*What you should do:* In every one of the lines below, change "even-odd rule" to "nonzero winding rule" and write the lines out again with nothing else altered. Leave the pictures out of your answer.

Outlines of named regions
###
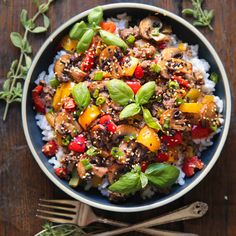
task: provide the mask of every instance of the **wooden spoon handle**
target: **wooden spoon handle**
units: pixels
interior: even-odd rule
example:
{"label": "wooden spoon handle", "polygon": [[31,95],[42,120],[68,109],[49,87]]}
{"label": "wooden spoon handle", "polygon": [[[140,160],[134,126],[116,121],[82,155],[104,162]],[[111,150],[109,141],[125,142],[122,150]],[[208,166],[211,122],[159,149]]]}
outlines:
{"label": "wooden spoon handle", "polygon": [[122,228],[122,229],[112,230],[112,231],[101,233],[101,234],[96,234],[96,236],[117,235],[117,234],[126,233],[126,232],[130,232],[134,230],[136,231],[138,228],[144,229],[144,228],[152,227],[155,225],[161,225],[161,224],[167,224],[167,223],[181,221],[181,220],[199,218],[205,215],[207,210],[208,210],[208,206],[206,203],[194,202],[191,205],[177,209],[166,215],[158,216],[151,220],[148,220],[139,224],[135,224],[127,228]]}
###
*Correct result:*
task: provide the mask of every instance of the **wooden spoon handle**
target: **wooden spoon handle**
units: pixels
interior: nonzero winding rule
example:
{"label": "wooden spoon handle", "polygon": [[31,95],[42,120],[68,109],[49,87]]}
{"label": "wooden spoon handle", "polygon": [[[140,160],[134,126],[116,121],[82,155],[104,162]],[[111,150],[109,141],[125,142],[122,150]],[[208,166],[211,122],[159,149]]]}
outlines:
{"label": "wooden spoon handle", "polygon": [[122,228],[122,229],[112,230],[112,231],[101,233],[101,234],[96,234],[96,236],[117,235],[117,234],[126,233],[126,232],[130,232],[134,230],[136,231],[138,228],[144,229],[144,228],[152,227],[155,225],[161,225],[161,224],[167,224],[167,223],[181,221],[181,220],[199,218],[205,215],[207,210],[208,210],[208,206],[206,203],[194,202],[191,205],[177,209],[166,215],[158,216],[151,220],[148,220],[139,224],[135,224],[127,228]]}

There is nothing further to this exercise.